Gather every line of the items below that contains the word "provide", copying each line in full. Matches must have the same case.

++++ DATA EXTRACT ++++

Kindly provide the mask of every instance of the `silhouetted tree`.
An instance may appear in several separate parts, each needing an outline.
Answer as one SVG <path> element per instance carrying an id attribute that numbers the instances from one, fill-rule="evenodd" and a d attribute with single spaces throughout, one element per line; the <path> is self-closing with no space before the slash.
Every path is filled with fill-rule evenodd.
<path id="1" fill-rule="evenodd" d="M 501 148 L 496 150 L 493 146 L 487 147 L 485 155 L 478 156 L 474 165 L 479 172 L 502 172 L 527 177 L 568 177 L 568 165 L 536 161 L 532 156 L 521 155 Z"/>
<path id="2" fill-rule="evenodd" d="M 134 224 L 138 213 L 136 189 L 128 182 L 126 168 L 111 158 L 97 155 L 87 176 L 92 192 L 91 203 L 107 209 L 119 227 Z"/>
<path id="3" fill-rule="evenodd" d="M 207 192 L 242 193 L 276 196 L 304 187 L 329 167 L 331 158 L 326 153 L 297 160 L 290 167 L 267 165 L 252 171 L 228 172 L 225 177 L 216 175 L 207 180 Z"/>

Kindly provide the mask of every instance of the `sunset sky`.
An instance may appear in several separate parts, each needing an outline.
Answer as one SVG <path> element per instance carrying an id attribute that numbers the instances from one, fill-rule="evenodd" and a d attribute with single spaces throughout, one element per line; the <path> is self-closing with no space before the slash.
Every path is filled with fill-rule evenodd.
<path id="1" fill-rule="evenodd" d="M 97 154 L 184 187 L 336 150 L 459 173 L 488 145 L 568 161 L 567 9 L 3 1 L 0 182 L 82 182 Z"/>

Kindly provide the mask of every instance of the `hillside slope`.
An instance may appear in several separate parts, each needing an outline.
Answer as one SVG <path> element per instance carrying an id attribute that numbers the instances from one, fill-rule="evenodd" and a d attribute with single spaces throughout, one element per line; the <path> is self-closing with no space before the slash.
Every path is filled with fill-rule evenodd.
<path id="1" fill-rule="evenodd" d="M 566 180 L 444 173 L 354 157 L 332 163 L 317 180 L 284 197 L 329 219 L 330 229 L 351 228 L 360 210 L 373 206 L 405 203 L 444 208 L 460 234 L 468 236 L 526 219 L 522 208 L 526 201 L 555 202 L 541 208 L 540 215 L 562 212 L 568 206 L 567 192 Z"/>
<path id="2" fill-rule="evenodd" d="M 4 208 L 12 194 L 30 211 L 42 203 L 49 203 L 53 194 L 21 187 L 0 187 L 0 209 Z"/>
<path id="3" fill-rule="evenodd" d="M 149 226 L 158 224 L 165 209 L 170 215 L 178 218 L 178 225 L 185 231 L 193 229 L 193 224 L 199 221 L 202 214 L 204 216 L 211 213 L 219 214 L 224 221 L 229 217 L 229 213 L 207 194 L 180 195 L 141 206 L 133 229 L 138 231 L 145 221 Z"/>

++++

» ANSWER TO THIS PROBLEM
Kindly provide the mask of every instance of the `silhouetted tree`.
Kindly provide the mask of every instance of the `sunset sky`.
Kindly provide the mask of every instance of the `hillside slope`.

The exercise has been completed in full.